__Records to use__:
┄┄┄┄┄┄

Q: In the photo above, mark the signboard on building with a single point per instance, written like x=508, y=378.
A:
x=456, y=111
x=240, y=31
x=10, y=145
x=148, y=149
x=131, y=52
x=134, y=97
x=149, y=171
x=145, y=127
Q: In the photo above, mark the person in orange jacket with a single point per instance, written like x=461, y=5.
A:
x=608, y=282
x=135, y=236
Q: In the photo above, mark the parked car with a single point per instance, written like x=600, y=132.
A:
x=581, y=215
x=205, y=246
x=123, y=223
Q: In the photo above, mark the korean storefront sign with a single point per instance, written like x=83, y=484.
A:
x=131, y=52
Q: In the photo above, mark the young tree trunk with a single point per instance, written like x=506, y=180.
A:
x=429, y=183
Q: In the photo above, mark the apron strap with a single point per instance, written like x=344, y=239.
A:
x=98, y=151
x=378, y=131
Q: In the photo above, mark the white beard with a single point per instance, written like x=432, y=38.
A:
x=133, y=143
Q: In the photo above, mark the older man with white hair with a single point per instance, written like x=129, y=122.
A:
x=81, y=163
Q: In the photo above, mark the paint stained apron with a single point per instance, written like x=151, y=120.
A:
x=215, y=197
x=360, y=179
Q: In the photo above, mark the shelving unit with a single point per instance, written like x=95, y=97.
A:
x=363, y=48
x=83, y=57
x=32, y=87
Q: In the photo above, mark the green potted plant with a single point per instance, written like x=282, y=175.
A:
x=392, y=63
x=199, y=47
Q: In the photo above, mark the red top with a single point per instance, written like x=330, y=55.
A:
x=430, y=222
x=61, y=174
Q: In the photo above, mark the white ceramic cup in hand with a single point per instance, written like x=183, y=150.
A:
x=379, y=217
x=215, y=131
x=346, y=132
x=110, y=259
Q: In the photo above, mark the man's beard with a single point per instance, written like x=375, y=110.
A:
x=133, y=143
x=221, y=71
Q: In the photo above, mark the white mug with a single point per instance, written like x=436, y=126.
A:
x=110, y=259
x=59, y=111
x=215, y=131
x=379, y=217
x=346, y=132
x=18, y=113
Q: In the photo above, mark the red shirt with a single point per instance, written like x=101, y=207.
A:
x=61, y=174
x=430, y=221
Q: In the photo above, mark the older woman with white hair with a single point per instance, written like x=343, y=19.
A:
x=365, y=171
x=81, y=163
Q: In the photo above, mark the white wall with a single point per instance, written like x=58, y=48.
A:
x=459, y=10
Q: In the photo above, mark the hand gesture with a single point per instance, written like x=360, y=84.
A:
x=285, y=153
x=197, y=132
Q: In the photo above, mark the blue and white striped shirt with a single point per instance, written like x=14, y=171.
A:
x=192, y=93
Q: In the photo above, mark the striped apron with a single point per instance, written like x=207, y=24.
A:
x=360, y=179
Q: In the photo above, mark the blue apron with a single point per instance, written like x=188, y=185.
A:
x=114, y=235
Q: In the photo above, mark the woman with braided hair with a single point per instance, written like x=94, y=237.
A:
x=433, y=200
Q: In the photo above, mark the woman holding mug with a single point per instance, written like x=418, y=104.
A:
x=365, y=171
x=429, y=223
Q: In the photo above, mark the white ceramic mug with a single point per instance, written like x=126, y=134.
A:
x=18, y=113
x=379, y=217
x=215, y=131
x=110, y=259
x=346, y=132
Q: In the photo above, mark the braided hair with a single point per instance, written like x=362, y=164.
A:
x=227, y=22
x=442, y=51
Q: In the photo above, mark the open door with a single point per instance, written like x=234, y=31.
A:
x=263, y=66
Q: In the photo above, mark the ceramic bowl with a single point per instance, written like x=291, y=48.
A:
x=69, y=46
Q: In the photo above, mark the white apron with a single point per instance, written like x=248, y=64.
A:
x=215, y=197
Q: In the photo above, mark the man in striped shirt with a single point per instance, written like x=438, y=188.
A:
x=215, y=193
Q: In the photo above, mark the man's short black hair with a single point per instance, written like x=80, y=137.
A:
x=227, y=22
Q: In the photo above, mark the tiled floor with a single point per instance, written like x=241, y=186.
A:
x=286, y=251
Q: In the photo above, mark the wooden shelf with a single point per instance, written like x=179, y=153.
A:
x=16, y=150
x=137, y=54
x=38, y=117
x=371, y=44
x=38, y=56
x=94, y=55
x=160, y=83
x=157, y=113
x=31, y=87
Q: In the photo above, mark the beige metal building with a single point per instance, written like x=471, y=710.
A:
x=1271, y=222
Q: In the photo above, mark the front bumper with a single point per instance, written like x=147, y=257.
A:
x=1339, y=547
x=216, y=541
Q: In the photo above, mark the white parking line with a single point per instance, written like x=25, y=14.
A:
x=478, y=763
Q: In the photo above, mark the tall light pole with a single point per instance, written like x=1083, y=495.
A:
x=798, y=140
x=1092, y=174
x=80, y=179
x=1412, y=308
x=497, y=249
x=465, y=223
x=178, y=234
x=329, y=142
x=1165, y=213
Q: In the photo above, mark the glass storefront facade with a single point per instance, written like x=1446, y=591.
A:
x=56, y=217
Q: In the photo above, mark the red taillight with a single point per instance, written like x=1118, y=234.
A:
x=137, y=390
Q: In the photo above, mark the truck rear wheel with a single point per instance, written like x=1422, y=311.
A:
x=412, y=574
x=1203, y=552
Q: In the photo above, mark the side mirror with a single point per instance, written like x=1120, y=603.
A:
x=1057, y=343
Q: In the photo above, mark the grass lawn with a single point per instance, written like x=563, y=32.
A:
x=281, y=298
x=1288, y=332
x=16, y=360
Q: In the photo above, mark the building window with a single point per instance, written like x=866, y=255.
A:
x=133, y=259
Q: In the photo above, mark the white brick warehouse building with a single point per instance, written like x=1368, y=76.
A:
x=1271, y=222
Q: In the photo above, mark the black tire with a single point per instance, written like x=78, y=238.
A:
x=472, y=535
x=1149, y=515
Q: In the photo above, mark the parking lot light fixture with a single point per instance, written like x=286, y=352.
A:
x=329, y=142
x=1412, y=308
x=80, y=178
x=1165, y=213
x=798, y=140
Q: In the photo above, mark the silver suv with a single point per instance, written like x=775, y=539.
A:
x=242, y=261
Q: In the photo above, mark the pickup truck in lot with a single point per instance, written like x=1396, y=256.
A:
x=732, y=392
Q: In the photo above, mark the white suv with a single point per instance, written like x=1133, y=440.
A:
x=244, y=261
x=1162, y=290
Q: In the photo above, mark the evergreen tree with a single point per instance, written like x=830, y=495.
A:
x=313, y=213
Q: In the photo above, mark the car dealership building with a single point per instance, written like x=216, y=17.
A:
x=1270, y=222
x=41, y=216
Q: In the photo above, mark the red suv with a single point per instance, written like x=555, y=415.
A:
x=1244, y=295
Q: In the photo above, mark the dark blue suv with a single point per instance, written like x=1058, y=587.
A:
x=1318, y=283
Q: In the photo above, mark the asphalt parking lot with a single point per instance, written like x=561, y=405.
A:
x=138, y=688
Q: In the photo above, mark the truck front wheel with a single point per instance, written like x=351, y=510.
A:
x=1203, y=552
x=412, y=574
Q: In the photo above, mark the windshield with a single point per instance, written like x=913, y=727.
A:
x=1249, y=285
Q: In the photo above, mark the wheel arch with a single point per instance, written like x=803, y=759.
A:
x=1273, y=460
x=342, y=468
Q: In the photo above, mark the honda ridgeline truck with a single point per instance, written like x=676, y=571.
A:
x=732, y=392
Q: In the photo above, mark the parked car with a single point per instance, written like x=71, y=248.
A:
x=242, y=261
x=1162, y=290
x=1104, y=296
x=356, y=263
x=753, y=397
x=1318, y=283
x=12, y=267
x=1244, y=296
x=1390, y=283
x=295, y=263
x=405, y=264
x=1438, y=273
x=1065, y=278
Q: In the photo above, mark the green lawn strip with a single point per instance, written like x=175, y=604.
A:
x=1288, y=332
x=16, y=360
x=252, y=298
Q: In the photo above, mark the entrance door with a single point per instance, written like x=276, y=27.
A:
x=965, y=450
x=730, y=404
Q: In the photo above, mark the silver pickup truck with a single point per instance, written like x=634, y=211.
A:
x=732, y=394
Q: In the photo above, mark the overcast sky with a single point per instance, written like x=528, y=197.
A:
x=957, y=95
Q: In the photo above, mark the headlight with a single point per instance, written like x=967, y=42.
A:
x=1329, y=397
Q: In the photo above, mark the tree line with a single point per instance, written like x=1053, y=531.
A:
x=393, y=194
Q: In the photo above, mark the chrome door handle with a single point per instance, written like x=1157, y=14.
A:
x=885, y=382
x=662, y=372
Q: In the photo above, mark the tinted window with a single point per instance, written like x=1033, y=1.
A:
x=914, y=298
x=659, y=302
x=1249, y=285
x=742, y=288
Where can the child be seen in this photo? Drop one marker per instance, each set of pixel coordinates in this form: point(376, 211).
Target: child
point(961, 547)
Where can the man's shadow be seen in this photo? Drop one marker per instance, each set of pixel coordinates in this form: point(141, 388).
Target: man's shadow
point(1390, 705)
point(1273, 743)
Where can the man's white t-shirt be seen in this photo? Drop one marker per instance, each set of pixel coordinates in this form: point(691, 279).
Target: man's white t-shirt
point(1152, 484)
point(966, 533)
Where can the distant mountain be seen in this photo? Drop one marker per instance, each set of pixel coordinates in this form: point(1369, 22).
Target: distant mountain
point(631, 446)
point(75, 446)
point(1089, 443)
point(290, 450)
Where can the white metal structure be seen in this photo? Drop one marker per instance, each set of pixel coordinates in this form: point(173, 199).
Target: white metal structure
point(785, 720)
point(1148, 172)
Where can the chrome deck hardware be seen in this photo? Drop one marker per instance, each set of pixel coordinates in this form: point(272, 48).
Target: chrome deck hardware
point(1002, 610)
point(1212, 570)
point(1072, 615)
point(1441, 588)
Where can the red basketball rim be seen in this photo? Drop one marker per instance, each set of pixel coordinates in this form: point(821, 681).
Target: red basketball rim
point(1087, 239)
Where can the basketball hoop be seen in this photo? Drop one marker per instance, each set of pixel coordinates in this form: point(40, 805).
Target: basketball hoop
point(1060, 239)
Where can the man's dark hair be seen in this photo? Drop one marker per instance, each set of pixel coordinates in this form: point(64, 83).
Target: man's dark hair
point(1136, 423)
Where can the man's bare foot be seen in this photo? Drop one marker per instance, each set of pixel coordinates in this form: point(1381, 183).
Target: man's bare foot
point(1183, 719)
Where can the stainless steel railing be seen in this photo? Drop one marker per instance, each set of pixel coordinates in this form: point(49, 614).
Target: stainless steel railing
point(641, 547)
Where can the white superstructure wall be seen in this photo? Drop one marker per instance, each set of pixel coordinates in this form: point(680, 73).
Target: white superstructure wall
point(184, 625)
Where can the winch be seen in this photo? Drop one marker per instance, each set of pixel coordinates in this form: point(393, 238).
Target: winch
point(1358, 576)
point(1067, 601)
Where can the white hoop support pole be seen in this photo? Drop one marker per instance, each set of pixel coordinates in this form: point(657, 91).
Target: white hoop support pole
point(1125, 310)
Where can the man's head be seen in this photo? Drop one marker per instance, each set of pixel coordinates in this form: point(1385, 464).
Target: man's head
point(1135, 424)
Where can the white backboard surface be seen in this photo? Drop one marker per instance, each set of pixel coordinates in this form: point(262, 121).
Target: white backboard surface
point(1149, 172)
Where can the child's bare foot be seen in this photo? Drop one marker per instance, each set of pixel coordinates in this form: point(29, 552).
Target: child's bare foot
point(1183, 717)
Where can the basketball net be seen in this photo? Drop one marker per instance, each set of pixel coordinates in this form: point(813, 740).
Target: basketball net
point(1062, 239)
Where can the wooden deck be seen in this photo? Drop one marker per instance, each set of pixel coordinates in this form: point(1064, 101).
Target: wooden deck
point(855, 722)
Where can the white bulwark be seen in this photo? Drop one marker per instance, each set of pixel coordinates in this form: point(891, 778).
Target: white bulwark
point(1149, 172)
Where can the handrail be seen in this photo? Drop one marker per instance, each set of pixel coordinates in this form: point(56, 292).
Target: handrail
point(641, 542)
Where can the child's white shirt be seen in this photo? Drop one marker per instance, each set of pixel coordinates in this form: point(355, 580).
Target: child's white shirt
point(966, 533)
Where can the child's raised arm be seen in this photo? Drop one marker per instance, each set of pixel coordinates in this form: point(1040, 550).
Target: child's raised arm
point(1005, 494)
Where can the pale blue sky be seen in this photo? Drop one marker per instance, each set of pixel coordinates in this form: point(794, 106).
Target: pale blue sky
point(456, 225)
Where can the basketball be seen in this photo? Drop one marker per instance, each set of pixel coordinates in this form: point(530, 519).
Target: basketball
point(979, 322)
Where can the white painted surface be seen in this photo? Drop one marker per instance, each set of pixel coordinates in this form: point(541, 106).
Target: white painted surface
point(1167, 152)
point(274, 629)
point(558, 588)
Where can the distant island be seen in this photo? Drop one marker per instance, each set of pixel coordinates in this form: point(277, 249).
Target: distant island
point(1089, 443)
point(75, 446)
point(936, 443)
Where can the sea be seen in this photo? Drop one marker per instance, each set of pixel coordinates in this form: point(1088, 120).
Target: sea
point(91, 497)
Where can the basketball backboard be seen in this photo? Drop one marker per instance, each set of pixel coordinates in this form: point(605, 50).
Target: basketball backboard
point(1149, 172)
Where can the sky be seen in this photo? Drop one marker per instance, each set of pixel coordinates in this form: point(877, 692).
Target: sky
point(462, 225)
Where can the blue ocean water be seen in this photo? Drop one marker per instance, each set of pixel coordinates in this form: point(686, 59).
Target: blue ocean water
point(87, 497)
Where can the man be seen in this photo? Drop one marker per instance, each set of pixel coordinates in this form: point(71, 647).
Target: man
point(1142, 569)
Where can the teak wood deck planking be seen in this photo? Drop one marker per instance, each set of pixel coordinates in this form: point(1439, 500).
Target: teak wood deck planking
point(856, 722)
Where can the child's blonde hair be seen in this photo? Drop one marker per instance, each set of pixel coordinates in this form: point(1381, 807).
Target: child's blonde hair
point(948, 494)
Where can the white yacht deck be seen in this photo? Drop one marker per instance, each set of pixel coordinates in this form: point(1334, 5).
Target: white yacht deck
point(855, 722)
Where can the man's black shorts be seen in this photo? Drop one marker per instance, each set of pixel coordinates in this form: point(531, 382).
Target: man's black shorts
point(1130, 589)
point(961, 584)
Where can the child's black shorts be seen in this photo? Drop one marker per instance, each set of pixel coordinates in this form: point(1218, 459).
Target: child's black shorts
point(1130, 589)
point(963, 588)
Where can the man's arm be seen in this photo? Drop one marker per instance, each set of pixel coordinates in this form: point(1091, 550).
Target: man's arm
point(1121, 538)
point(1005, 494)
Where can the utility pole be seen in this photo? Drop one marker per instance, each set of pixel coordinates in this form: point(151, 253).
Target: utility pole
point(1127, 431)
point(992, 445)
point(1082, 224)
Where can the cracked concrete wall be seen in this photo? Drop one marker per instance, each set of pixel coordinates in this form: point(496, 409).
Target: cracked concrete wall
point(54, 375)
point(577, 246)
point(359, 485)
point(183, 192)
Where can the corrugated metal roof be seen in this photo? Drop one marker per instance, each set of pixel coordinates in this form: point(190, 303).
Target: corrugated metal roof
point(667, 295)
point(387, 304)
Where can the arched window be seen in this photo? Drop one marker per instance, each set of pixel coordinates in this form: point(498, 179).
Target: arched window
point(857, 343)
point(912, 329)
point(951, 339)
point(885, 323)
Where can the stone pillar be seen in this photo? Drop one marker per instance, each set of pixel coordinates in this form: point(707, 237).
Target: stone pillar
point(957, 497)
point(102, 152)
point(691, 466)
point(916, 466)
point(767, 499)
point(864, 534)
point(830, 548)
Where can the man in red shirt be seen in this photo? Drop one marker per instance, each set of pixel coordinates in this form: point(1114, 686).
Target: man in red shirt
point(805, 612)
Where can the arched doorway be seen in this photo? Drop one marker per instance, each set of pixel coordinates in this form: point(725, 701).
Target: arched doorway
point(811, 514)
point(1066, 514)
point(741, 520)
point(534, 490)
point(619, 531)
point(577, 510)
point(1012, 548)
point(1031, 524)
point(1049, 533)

┄┄┄┄┄┄

__Required work__: Copy exactly the lines of the listing above, beginning at the line with "Where can the man in" and ending at its final line; write out nothing else.

__The reply__:
Where can the man in red shirt be seen in this photo? Drop one marker per instance, each set of pixel coordinates in this form: point(1114, 686).
Target: man in red shirt
point(805, 612)
Where can the arched doorway be seen in this photo? Drop one marker per instance, each set of pixel coordinates in this form: point(725, 701).
Target: arched doorway
point(811, 514)
point(1066, 514)
point(741, 520)
point(534, 490)
point(619, 531)
point(577, 510)
point(1012, 548)
point(1031, 524)
point(1049, 533)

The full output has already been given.